• DO THIS
Could every line of the data be printed exactly as it reads?

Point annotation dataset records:
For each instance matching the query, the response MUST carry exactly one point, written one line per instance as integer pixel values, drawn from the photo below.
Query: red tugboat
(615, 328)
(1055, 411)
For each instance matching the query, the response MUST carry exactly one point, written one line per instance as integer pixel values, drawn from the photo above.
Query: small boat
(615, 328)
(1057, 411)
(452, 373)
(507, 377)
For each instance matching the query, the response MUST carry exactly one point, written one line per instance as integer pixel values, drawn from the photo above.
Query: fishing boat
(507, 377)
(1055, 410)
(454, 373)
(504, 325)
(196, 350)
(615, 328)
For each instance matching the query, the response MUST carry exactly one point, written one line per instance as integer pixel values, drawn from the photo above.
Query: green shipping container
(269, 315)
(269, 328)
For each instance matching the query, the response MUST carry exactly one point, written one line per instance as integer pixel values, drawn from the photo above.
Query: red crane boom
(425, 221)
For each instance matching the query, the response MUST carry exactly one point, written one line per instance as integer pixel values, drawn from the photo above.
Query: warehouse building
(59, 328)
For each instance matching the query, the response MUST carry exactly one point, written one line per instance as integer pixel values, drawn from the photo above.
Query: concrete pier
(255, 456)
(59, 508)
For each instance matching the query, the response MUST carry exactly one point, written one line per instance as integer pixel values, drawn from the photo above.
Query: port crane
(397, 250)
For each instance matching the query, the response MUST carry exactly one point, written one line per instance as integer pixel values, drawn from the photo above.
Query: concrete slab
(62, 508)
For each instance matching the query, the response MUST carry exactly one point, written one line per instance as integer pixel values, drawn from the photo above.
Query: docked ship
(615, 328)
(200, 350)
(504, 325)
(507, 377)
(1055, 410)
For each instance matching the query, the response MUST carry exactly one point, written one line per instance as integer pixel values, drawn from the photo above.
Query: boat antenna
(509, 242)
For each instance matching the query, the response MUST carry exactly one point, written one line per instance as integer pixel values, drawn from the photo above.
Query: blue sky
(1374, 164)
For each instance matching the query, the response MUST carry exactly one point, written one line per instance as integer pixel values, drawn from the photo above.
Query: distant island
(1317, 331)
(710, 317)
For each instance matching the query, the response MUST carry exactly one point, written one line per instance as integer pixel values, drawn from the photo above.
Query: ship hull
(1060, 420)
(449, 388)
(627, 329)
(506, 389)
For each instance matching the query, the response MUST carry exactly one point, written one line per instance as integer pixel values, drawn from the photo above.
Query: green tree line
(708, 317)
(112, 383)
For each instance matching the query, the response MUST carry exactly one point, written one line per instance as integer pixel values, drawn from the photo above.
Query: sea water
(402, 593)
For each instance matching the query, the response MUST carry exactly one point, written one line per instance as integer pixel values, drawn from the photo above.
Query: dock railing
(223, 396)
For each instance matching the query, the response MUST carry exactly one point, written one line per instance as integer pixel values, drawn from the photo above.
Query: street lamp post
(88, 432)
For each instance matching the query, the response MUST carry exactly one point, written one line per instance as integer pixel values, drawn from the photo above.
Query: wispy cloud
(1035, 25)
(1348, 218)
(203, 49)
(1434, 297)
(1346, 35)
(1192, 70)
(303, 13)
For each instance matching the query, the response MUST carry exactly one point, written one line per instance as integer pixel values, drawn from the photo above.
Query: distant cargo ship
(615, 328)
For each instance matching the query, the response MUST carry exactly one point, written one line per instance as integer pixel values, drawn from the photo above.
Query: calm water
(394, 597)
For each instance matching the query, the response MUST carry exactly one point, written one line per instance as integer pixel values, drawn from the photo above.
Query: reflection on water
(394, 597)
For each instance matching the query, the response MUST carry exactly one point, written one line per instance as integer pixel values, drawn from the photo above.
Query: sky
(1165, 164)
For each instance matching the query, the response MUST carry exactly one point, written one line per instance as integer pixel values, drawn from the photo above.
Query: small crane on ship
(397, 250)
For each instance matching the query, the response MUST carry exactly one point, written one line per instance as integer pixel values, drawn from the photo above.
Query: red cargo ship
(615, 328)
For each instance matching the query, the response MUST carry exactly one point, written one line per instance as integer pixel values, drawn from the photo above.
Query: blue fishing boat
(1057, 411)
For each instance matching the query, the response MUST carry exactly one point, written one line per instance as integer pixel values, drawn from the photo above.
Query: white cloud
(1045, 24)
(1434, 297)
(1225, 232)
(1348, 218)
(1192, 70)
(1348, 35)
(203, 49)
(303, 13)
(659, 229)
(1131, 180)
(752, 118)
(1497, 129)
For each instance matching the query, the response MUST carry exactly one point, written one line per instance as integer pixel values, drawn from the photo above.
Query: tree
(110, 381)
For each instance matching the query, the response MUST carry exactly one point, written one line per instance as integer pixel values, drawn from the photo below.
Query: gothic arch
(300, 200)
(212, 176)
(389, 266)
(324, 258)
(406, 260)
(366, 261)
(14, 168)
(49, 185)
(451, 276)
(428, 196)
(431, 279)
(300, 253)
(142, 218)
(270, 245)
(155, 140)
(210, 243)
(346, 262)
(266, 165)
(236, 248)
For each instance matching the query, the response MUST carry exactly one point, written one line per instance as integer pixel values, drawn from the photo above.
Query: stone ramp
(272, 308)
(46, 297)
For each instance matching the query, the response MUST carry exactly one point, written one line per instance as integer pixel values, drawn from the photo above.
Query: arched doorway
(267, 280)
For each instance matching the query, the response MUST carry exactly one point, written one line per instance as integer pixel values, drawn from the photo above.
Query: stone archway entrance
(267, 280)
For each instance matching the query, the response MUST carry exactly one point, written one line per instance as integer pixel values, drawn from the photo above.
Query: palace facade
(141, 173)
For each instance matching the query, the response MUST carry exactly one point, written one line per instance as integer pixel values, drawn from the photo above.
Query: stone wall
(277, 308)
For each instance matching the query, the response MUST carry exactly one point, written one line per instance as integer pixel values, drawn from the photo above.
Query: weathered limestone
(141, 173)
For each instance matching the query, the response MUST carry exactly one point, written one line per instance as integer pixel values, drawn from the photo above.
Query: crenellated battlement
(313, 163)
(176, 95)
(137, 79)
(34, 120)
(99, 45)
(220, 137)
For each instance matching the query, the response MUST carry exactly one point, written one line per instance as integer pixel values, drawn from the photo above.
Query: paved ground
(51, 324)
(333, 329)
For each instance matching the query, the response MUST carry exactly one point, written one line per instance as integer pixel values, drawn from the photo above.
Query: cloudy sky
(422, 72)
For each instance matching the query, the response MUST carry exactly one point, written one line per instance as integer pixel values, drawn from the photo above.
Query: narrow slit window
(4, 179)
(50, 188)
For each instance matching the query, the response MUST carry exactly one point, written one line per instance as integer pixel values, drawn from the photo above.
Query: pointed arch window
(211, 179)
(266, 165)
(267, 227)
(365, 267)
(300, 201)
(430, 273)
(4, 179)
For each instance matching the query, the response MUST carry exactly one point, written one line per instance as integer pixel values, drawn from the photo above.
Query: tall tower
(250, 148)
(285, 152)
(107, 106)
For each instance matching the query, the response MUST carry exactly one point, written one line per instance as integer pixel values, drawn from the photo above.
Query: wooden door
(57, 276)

• EXERCISE ANSWER
For each instance matching the query, the response MUST carry exactly one point, written one line per instance as integer pixel values, drawn from the photo below.
Query: red tugboat
(615, 328)
(1055, 411)
For each instance matching the query, the response MUST carry exactly one point, written one line per instance as integer pixel values, drawn from the photo above.
Query: small boat
(615, 328)
(1057, 411)
(452, 373)
(507, 377)
For each instance matching the query, the response MUST carry exactly one point, written one line per instance as integer pixel values, drawn from the photo above.
Query: fishing boat
(507, 377)
(1055, 410)
(454, 373)
(504, 325)
(196, 350)
(615, 328)
For each instance matching the query, the response MUST carry exactly one point, written one line per instance as integer pixel values, drawn from the photo above.
Query: green shipping container
(269, 315)
(269, 328)
For each instance matching the query, the response MUST carry exactly one point, written one line per instance as integer pixel values, drawn from the photo above.
Query: red crane boom
(425, 221)
For each instance matching the query, the response MUST carry exactly one point, written one line per instance as integer pixel values, drawn from the photo above.
Query: warehouse building
(59, 328)
For each instance matching the query, the response MUST carry exactly one point, written one line per instance as integer pixel values, drawn from the photo above.
Query: concrete pier
(255, 456)
(59, 508)
For each instance matching the query, the response MUST carry exactly one point, written one line per instance as integer pixel values, drawn from the photo above.
Query: port crane
(397, 250)
For each instance matching the query, the response MUST carry exactly one point, written one line per instance as integer pixel values, drawn from the photo above.
Query: concrete slab
(62, 508)
For each instance matching the query, the response MUST carry exactly one point, written one line per instance as integer pixel values, drawn from the photo above.
Query: docked ship
(615, 328)
(200, 350)
(504, 325)
(507, 377)
(1055, 410)
For each instance matching the query, the response MUST carry exactly one point, written one line per instance as integer pixel values, drawn from the photo above.
Query: boat antenna
(509, 242)
For each instance matching the query, the response MUST carry exactly one point, written one line per instance as integer pixel values, drawn from the photo above.
Query: blue sky
(1374, 164)
For each instance matching the query, the response MUST carry exactly one point, written one line per instance as integer pixel values, drawn from the photo above.
Query: distant island
(1317, 331)
(710, 317)
For each instance matching the query, the response MUST carry exactly one point, written one line per instance as integer pixel values, drawn from the photo above.
Query: ship hull
(1060, 420)
(449, 388)
(627, 329)
(506, 389)
For each instance matching the query, the response MUST carry exactly one point, written one line per instance as integer pixel values, drawn from the photo above.
Query: green tree line
(708, 317)
(112, 383)
For each instance matching the query, the response MUST carry exactly one point, written one line per instance as integer pixel values, drawn from the photo above.
Query: sea water
(402, 593)
For each instance matching the query, the response MUST carry exactly one point, written one line per instance as integer pixel values, drawn from the photo above.
Query: dock railing
(223, 396)
For each instance matching the query, the response MUST carry exactly one point, written one line per instance as integer pixel values, drawn from the photo above.
Query: street lamp post
(88, 432)
For each instance matching the query, the response MUST carry exactly one point, written one line per instance as integer pixel values, drawn from the photo above.
Query: wispy cloud
(1035, 25)
(1348, 218)
(203, 49)
(1434, 297)
(1346, 35)
(1192, 70)
(303, 13)
For each instance matching the query, the response MUST carry exactly one point, written one line per instance as integer pixel values, drawn from the photo above.
Query: distant cargo ship
(615, 328)
For each instance matching the query, the response MUST carry exactly one point, written one line per instance as integer pixel values, drawn from the photo above.
Query: calm water
(394, 597)
For each instance matching the query, the response MUST carry exactly one point, written one line per instance as integer pixel values, drawn from the photo above.
Query: reflection on water
(394, 597)
For each instance matching the query, the response MUST carry exactly one point, written one line per instance as integer pixel values, drawn from the photo above.
Query: sky
(1165, 164)
For each instance matching the query, the response MUST carry exactly one point, written one line per instance as integer pixel values, drawn from the photo above.
Query: small crane on ship
(397, 250)
For each instance matching the query, the response MUST carry exactly one point, written one line per instance as integer pixel values, drawn from the photo above.
Query: red cargo ship
(615, 328)
For each instance matching the query, the response MUST carry exactly one point, written one line per instance as integer pixel values, drawn from the photo above.
Query: blue fishing boat
(1057, 411)
For each instance matching the query, the response MUST carry exactly one point, written one line per instance as integer pixel values, drawn from the photo above.
Query: white cloud
(1045, 24)
(1434, 297)
(1225, 232)
(1348, 218)
(1192, 70)
(1348, 35)
(203, 49)
(303, 13)
(659, 229)
(1131, 180)
(752, 118)
(1497, 129)
For each instance matching the query, the response MUST carry exactly one point, written one line per instance as integer pixel values, drawn from the photo above.
Query: tree
(110, 381)
For each instance matching the query, the response MUST carry exactly one point, written one line per instance as integer pixel values, drawn from the photo below.
Query: gothic arch
(300, 200)
(212, 176)
(389, 266)
(324, 258)
(406, 260)
(366, 261)
(14, 168)
(49, 185)
(451, 276)
(428, 196)
(431, 279)
(300, 253)
(142, 218)
(270, 245)
(155, 140)
(210, 243)
(346, 262)
(266, 165)
(236, 248)
For each instance matching the query, the response MUST carry exactly one point, written one line per instance as integer pixel values, drawn from the photo above.
Query: stone ramp
(272, 308)
(46, 297)
For each instance matching the query, the response MUST carry exactly one point, written one line per instance as integer pixel values, drawn from the photo above.
Query: arched doorway
(267, 280)
For each instance matching the query, the response MUST carry exactly one point, written one line per instance as integer pixel values, drawn from the photo above.
Query: stone archway entrance
(267, 280)
For each instance matching the query, the response MUST carry exactly one point, written one line per instance as integer pixel values, drawn from the photo above.
Query: palace facade
(141, 173)
For each instance matching the query, the response MUST carry exactly one point, written one line per instance as integer pixel values, drawn from the photo above.
Query: stone wall
(277, 308)
For each instance matching the query, the response MUST carry exactly one point, written one line per instance as integer pixel values, drawn from the photo above.
Query: weathered limestone
(141, 173)
For each instance matching the query, the response MUST carry exactly one point, written one line per instance as integer pixel values, drawn from the photo above.
Query: crenellated battlement
(313, 163)
(176, 95)
(137, 79)
(34, 120)
(99, 45)
(220, 137)
For each instance matching the query, the response MUST carry exactly one point, written one line per instance as integer pixel values, drawn from the photo above.
Query: paved ground
(51, 324)
(333, 329)
For each instance matching the query, the response MUST carry exactly one point, written one line per instance as integer pixel values, drawn from the photo above.
Query: cloudy sky
(422, 72)
For each instance matching the query, the response MUST carry exactly one point, written one line per instance as integer pixel values, drawn from the photo above.
Query: narrow slit window
(4, 179)
(50, 188)
For each instance matching the query, the response MUST carry exactly one point, written one line per instance as integer pixel values, drawn from the photo above.
Query: pointed arch window
(211, 179)
(266, 165)
(267, 227)
(365, 267)
(300, 201)
(430, 273)
(4, 179)
For each instance matching the query, the response MUST carry exactly one point, written one line per instance as integer pixel values, drawn from the photo above.
Query: tall tower
(250, 148)
(285, 152)
(107, 106)
For each instance matching the query, the response MUST carry exactly one point, written one line per instance as integer pixel values, drawn from the photo above.
Query: wooden door
(57, 276)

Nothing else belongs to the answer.